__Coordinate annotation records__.
>> START

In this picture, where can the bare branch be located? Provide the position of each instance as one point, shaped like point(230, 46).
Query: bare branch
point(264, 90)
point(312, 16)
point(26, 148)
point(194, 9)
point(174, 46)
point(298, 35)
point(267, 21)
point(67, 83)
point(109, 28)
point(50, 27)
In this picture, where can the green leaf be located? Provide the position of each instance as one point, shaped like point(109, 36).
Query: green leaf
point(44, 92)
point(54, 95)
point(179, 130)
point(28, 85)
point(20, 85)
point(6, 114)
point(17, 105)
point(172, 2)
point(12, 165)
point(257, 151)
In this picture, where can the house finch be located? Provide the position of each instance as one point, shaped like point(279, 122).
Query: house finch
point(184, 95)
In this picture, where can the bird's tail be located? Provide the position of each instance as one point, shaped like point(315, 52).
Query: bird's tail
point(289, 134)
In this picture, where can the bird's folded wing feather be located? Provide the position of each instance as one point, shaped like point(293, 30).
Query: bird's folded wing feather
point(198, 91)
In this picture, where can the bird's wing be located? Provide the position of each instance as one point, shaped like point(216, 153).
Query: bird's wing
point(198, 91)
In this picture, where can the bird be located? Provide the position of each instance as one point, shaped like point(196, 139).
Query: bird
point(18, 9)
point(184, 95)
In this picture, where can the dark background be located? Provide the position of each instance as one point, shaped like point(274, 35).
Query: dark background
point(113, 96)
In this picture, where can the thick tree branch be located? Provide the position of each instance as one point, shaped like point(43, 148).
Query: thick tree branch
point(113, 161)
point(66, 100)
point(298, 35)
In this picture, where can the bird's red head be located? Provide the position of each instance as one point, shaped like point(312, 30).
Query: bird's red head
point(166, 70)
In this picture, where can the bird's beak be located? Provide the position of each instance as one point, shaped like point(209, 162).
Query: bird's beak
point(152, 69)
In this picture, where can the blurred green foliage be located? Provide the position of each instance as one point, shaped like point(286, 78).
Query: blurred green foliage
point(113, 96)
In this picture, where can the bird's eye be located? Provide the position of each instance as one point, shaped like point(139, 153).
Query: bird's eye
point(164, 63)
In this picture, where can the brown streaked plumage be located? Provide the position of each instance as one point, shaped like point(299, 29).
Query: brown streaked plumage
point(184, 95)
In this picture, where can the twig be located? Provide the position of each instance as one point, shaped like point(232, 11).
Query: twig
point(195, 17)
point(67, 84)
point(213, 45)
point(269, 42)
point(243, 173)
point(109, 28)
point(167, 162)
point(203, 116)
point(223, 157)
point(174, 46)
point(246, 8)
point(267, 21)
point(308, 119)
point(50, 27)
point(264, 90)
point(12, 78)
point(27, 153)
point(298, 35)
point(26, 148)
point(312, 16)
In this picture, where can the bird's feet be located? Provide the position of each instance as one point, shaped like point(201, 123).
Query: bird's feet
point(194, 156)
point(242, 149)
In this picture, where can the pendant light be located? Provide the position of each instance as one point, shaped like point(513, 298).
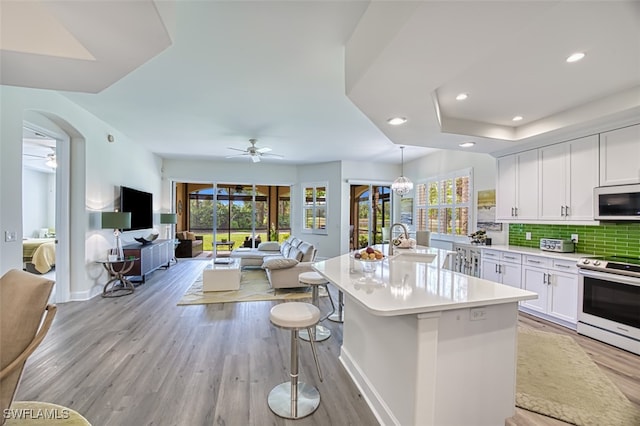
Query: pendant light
point(402, 185)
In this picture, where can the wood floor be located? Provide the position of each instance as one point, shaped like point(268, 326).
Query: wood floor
point(142, 360)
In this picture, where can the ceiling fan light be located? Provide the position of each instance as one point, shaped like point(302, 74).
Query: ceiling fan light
point(575, 57)
point(51, 161)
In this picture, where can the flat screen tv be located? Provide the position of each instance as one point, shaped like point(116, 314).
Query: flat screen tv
point(140, 204)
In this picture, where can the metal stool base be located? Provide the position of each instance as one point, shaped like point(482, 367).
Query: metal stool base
point(321, 332)
point(279, 400)
point(337, 317)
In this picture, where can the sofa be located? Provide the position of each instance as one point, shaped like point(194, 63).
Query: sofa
point(281, 262)
point(190, 244)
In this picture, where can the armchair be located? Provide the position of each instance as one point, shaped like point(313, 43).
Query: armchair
point(23, 302)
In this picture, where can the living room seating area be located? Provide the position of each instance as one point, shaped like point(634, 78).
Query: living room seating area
point(190, 244)
point(282, 262)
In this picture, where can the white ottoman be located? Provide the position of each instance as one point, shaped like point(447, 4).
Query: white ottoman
point(221, 276)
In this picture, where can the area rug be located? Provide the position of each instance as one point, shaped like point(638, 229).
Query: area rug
point(555, 377)
point(254, 286)
point(35, 413)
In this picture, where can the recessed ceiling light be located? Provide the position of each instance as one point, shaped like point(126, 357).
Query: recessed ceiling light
point(396, 121)
point(575, 57)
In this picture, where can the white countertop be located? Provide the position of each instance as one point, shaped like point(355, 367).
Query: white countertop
point(537, 252)
point(401, 287)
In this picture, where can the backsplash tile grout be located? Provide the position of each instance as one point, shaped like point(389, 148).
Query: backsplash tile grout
point(620, 239)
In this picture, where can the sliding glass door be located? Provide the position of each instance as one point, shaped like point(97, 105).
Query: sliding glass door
point(370, 214)
point(229, 216)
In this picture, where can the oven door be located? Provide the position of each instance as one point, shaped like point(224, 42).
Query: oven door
point(610, 302)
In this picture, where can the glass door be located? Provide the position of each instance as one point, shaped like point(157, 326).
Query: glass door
point(371, 207)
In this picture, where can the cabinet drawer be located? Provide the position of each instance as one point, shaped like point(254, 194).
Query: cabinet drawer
point(543, 262)
point(490, 254)
point(565, 265)
point(511, 257)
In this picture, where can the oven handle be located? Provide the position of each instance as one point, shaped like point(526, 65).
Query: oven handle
point(623, 279)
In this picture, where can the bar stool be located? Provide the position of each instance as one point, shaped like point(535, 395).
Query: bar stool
point(294, 400)
point(339, 315)
point(315, 280)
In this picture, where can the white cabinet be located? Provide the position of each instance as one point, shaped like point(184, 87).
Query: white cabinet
point(620, 156)
point(467, 259)
point(556, 282)
point(502, 267)
point(517, 186)
point(567, 177)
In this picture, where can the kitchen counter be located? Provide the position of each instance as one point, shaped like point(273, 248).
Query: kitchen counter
point(421, 341)
point(537, 252)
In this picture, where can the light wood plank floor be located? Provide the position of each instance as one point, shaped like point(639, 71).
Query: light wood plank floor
point(142, 360)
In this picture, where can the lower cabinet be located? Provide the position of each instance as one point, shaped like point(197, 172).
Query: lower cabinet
point(556, 282)
point(502, 267)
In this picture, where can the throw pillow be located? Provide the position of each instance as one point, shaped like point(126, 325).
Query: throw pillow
point(295, 253)
point(269, 246)
point(279, 263)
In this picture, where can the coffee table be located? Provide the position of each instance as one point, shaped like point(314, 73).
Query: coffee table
point(221, 276)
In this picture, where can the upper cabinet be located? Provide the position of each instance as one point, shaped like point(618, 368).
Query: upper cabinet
point(517, 187)
point(620, 156)
point(568, 172)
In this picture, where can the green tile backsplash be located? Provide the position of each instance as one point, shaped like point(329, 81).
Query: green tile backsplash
point(621, 239)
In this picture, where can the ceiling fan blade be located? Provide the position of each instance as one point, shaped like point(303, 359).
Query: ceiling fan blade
point(274, 156)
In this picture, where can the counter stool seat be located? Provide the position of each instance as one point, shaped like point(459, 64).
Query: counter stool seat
point(293, 399)
point(315, 280)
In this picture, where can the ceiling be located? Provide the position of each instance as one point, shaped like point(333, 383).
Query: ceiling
point(316, 81)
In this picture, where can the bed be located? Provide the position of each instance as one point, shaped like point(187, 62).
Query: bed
point(40, 252)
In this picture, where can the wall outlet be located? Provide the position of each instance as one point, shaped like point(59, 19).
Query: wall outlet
point(477, 314)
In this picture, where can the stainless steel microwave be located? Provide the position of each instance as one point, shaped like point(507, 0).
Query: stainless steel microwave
point(614, 203)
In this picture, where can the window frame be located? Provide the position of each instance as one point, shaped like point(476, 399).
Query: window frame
point(314, 207)
point(422, 206)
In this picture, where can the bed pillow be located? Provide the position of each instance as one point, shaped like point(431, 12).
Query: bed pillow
point(269, 246)
point(279, 263)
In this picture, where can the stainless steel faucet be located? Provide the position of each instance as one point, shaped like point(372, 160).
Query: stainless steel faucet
point(404, 229)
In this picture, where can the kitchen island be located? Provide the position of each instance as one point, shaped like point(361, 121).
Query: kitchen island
point(426, 345)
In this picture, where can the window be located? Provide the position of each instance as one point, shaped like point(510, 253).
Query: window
point(443, 204)
point(314, 208)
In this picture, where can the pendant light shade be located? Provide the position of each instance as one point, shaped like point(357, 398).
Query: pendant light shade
point(402, 185)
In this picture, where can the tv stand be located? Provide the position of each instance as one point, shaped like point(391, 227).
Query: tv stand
point(150, 257)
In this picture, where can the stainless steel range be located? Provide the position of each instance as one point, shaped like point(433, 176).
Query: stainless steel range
point(609, 301)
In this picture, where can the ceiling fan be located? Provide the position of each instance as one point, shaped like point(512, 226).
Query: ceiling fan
point(254, 152)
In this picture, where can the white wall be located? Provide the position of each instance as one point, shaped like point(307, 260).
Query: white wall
point(38, 189)
point(98, 168)
point(445, 161)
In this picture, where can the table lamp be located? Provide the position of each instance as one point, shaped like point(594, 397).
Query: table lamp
point(117, 221)
point(168, 219)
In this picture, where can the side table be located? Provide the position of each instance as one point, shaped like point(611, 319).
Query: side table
point(118, 284)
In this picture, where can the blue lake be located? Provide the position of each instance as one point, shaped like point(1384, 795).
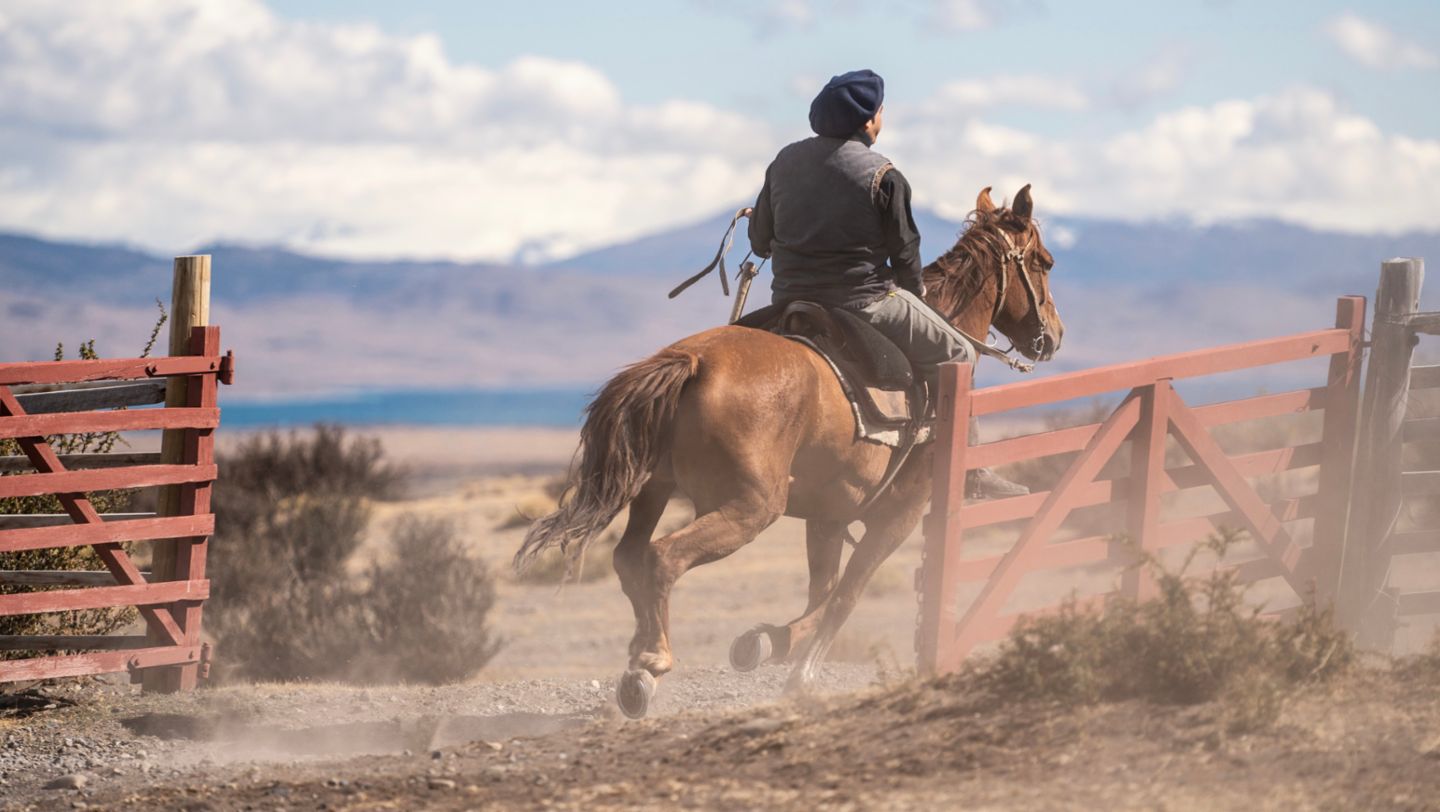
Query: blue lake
point(455, 408)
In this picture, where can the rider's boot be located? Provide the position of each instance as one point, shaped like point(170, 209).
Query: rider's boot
point(985, 484)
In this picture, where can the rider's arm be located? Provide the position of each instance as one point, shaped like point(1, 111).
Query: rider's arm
point(902, 238)
point(762, 222)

>> END

__Directions for this task__. Starting at the line that contains "In this picture, where can the tv" and continuing through the last line, write out every line again, adding 140 to each coordinate in the answers and leaving all other numbers unchanged. Leave out the pictures.

__Full solution__.
In this picture, where can the tv stand be located? Provide the position of each instance as one point, shaped like point(391, 227).
Query: tv stand
point(290, 397)
In this picture, where can the stainless steel range be located? Provide the position of each instance as one point, shaped like point(433, 176).
Query: stainless steel range
point(749, 441)
In this picture, where can the ceiling fan be located? Provide the position of each instance as one point, shaped like point(512, 226).
Query: ceiling fan
point(394, 292)
In this picture, where can the white wall be located? Provide the position of each instance as one point, shaped like point(307, 260).
Query: white wall
point(178, 329)
point(238, 308)
point(585, 301)
In this picture, where can the table lamp be located? Provide the position of each instance as one point, shaped like point(594, 397).
Query: table lamp
point(257, 361)
point(308, 359)
In this picture, where can the side table be located? Provide the position of each instance as one point, shaped like point(611, 319).
Query: side table
point(258, 424)
In this picture, where can the blue lake be located? Provide the position of each instance as one point, shaped like point(1384, 795).
Query: blue lake
point(595, 548)
In this picture, where can the rider's boot be located? Provide the position of each instance as one point, shaped like point(170, 209).
Query: rider's boot
point(1125, 624)
In this picture, where can the rider's arm be located? Provide the position of each instance as one point, shaped like point(1, 111).
Query: rider's arm
point(1042, 378)
point(902, 362)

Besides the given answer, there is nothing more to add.